━━━ AVAILABLE DATA

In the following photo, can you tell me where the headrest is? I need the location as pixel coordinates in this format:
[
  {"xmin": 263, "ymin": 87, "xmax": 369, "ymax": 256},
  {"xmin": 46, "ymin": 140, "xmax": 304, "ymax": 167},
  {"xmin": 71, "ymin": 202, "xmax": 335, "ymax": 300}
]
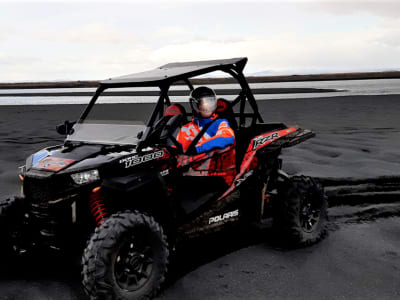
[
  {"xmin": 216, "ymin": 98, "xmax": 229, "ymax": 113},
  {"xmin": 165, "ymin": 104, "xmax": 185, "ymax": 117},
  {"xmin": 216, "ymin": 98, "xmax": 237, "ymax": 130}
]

━━━━━━
━━━ AVAILABLE DATA

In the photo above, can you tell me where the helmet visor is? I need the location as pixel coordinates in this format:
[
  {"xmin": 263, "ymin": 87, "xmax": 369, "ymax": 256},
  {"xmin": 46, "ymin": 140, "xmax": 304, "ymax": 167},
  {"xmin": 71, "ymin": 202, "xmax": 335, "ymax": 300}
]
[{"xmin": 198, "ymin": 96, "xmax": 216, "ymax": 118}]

━━━━━━
━━━ AVAILABLE DATA

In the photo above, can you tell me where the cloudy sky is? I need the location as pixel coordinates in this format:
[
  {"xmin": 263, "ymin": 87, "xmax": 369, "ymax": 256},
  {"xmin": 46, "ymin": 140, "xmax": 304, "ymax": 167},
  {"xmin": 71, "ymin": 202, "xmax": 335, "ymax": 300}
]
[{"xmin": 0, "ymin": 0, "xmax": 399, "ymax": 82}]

━━━━━━

AIM OF THE TASK => Your task is to copy each line from the material above that includes the word "where".

EXERCISE RESULT =>
In the following photo, can you tell me where the headrest is? I need the location as pixel coordinates in this format:
In the photo above, can you tell me where the helmet visor is? I need the location as pixel coordinates in this format:
In the photo above, can you tell me where the cloudy sky is? I need the location as pixel coordinates in this format:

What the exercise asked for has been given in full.